__Tasks to carry out__
(a) Summarize the excerpt on credit card rates in two sentences.
(b) Please list every kind of loan or account that the excerpt on credit card rates mentions, counting each kind once.

__Excerpt__
There are surprising differences in credit card accounts. And most of us aren't
aware of them. So let's take a look at fixed and variable rate credit cards.
Unfortunately for Anne the new card issuer can change her rate. It's perfectly
legal. In fact even her old credit card issuer had the right to change the rate.
It just happened that they never did.
A fixed-rate account is really mis-named. It's not like your mortgage or an auto
loan where you can expect to pay the same rate for the life of the loan.
The Truth In Lending act only requires that card issuers give you 15 days notice
if they're going to change the rate on a 'fixed-rate' account. Some states have
laws that require a longer notice. But you're still vulnerable to rate changes.
A more accurate title would be that they're an 'almost fixed-rate account'.
Her new card issuer has given Anne a variable-rate account. And, as you might
expect, the rate fluctuates.

__Information supplied__
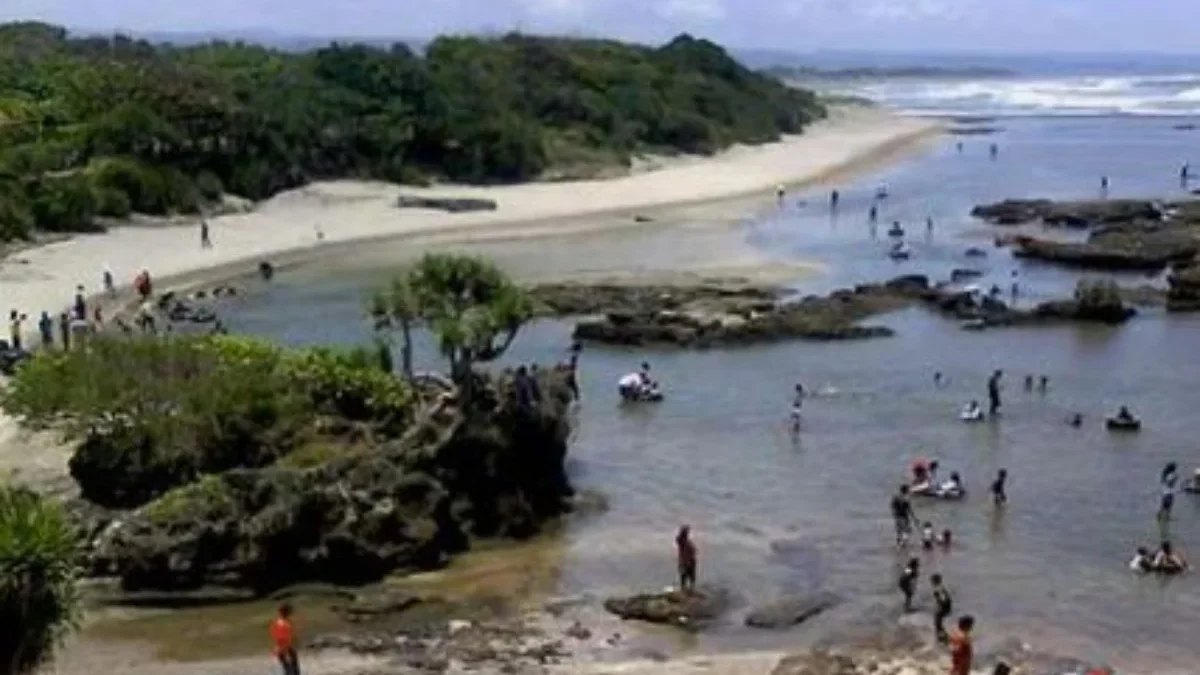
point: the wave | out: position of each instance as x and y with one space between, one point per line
1177 95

__Problem solutions__
(a) Card issuers can legally change the rate even on a so-called fixed-rate credit card account, which differs from a mortgage or auto loan and requires only 15 days' notice under the Truth In Lending act, though some states require longer notice. Anne's new card issuer has given her a variable-rate account, and its rate fluctuates.

(b)
- Fixed-rate credit card account
- Variable-rate credit card account
- Mortgage
- Auto loan